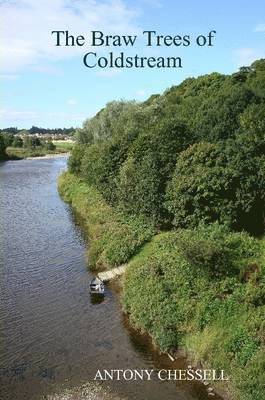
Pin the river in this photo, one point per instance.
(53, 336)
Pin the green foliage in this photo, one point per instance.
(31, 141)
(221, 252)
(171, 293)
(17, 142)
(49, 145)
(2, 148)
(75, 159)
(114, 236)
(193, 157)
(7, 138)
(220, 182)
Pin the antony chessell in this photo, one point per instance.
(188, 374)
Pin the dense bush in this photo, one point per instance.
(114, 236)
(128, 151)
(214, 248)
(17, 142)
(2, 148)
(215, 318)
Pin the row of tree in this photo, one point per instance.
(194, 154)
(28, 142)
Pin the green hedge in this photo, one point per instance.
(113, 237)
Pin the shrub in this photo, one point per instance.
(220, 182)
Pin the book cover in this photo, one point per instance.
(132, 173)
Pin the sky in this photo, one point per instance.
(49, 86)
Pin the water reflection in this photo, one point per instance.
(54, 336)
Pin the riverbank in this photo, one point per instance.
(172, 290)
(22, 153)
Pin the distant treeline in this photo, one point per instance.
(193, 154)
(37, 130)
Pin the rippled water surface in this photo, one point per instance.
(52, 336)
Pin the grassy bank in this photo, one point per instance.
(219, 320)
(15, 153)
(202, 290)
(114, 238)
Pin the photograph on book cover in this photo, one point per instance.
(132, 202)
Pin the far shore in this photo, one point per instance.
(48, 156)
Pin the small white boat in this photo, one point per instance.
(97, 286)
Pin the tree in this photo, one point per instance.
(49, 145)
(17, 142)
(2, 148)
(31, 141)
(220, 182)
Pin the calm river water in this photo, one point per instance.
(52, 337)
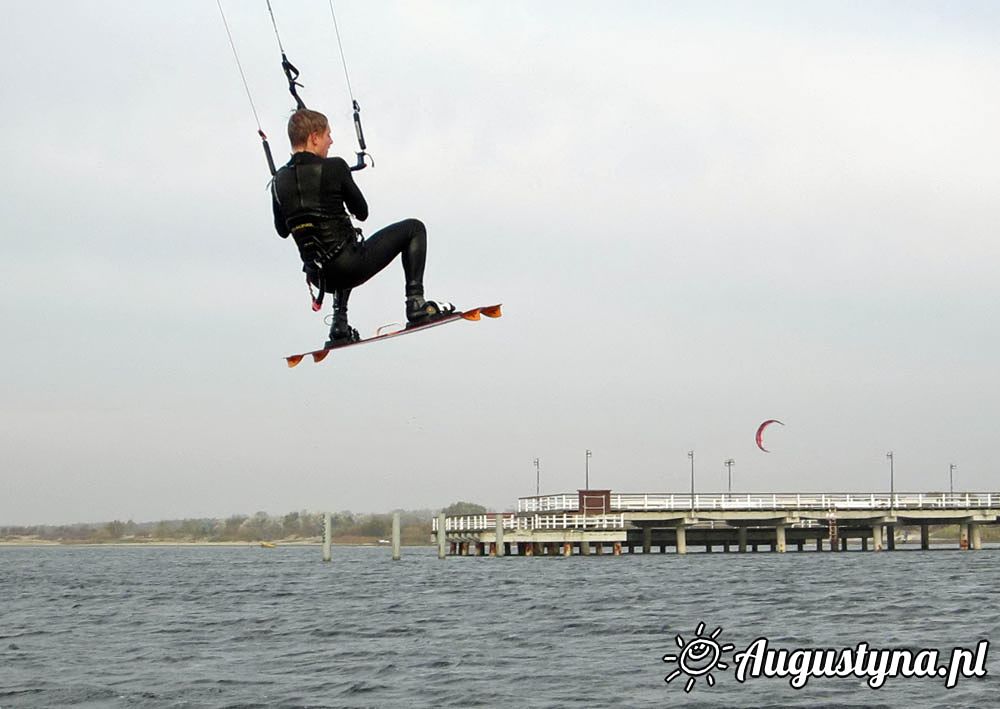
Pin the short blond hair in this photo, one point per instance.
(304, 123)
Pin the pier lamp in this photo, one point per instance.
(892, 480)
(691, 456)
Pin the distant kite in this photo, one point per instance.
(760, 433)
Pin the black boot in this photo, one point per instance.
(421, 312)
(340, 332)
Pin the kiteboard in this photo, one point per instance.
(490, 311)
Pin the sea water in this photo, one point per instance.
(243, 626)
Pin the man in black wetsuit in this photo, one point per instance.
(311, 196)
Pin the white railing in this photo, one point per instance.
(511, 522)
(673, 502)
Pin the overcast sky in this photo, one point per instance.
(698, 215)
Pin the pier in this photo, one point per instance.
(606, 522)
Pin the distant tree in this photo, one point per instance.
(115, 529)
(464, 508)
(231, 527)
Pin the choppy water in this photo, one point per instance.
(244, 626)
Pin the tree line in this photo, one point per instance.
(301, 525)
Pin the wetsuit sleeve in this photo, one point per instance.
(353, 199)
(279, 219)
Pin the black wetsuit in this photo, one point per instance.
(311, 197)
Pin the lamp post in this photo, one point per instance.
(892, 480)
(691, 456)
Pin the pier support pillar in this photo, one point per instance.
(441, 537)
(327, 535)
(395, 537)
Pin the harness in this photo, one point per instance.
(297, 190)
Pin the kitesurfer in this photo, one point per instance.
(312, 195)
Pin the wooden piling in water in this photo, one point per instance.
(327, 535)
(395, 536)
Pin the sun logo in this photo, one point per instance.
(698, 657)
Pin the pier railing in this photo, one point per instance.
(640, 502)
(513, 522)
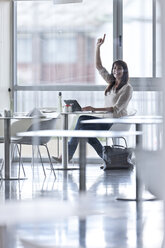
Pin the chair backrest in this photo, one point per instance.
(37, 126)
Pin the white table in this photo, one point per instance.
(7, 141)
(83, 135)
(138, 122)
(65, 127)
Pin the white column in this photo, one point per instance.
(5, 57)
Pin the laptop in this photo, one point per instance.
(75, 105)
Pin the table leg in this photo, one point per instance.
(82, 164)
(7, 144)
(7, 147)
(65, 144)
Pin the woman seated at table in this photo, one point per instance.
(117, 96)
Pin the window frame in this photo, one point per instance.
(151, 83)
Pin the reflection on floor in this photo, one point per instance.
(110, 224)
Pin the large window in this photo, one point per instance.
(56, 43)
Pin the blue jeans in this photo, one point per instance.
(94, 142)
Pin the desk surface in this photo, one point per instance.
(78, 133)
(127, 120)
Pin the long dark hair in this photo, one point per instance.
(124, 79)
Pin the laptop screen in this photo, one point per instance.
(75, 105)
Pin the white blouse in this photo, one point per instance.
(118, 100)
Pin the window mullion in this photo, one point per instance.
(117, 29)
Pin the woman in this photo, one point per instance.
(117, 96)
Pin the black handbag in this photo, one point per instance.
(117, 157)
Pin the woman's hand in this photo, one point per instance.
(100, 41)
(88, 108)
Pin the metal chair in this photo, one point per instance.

§ **WHAT THIS TASK INVOLVES**
When you retype the records, keep every word exactly as written and exclude the pictures.

§ **ANSWER AREA**
Pin the river in this photo, one point per instance.
(53, 336)
Pin the green foliage in this photo, one point per instance.
(31, 141)
(221, 252)
(171, 293)
(17, 142)
(49, 145)
(2, 148)
(75, 159)
(114, 236)
(193, 157)
(7, 138)
(220, 182)
Pin the antony chessell in this photo, one point per instance.
(188, 374)
Pin the dense bush in this photo, one point per instance.
(114, 236)
(128, 151)
(214, 248)
(17, 142)
(2, 148)
(215, 318)
Pin the row of tree in this photo, one point per instance.
(194, 154)
(28, 142)
Pin the green hedge in this photo, one point per instance.
(113, 237)
Pin the shrub in this photo, one point per instance.
(220, 182)
Pin the book cover in this photo, one point per instance.
(132, 173)
Pin the sky in this photo, one point per instance.
(49, 86)
Pin the water reflection in this photo, one point per instance.
(54, 336)
Pin the riverbank in this photo, one point per instance.
(172, 290)
(22, 153)
Pin the distant treeline in this photo, one point per instance.
(193, 154)
(37, 130)
Pin the rippled water surface in this photo, one point per instance.
(52, 336)
Pin the grassy bank in this photo, one point per instance.
(219, 320)
(15, 153)
(202, 290)
(114, 238)
Pin the photograph on book cover in this photo, one point per instance.
(132, 202)
Pin the far shore in this photo, one point per instance.
(48, 156)
Pin the small white boat in this photo, one point per instance.
(97, 286)
Pin the tree in this photo, one point per instance.
(49, 145)
(17, 142)
(2, 148)
(31, 141)
(220, 182)
Pin the calm river water in this photo, one point per instance.
(52, 337)
Pin the short blond hair in this photo, one point per instance.
(304, 123)
Pin the pier lamp in this photo, one point per instance.
(892, 480)
(691, 456)
Pin the distant kite in this photo, one point per instance.
(760, 433)
Pin the black boot in this photo, one point per instance.
(421, 312)
(340, 332)
Pin the kiteboard in this photo, one point per instance.
(490, 311)
Pin the sea water in this photo, one point per instance.
(243, 626)
Pin the man in black wetsuit in this photo, one point per instance.
(311, 196)
Pin the white railing in this photo, one point per instance.
(511, 522)
(673, 502)
Pin the overcast sky in this photo, one point per instance.
(698, 215)
Pin the pier in this photo, one point per instance.
(606, 522)
Pin the distant tree in this photo, one point per instance.
(115, 529)
(464, 508)
(231, 527)
Pin the choppy water in this photo, one point per instance.
(244, 626)
Pin the tree line in this photo, one point per instance.
(301, 525)
Pin the wetsuit sleeve in this photo, one point per instance.
(353, 199)
(279, 219)
Pin the black wetsuit in this photo, one point per instance.
(311, 197)
Pin the lamp post in this photo, one point per instance.
(892, 480)
(691, 456)
Pin the pier support pillar in this photo, one point per instance.
(441, 537)
(327, 535)
(395, 537)
Pin the harness in this photo, one point per instance.
(297, 190)
Pin the kitesurfer in this photo, one point per instance.
(312, 195)
Pin the wooden piling in water in this photo, one point per instance.
(327, 535)
(395, 536)
Pin the sun logo in this photo, one point per instance.
(698, 657)
Pin the pier railing in this photo, one point per instance.
(640, 502)
(513, 522)
Pin the chair backrest in this photo, one point per instance.
(37, 126)
Pin the white table in this photo, one point per instance.
(7, 141)
(83, 135)
(138, 122)
(65, 127)
Pin the white column in this photo, one point per instance.
(5, 57)
Pin the laptop in this photo, one point per instance.
(75, 105)
Pin the table leg in this photo, one point per instance.
(82, 164)
(7, 144)
(7, 147)
(65, 144)
Pin the woman seated at table in this photo, one point per instance.
(117, 96)
Pin the window frame in this photo, one point per instance.
(151, 83)
Pin the reflection on floor in this photo, one point per instance.
(110, 224)
Pin the large window in this photo, one point per instance.
(56, 43)
Pin the blue jeans in this photo, one point per instance.
(94, 142)
Pin the desk surface in this photo, one point per instance.
(78, 133)
(127, 120)
Pin the long dark hair in this photo, one point per instance.
(124, 79)
Pin the laptop screen in this photo, one point per instance.
(75, 105)
Pin the white blouse in this photo, one point per instance.
(118, 100)
Pin the window mullion in this photo, one point per instance.
(117, 29)
Pin the woman in this photo, one point per instance.
(117, 96)
Pin the black handbag in this photo, one point per instance.
(117, 157)
Pin the woman's hand in this photo, one point per instance.
(100, 41)
(88, 108)
Pin the metal chair in this photo, one point per instance.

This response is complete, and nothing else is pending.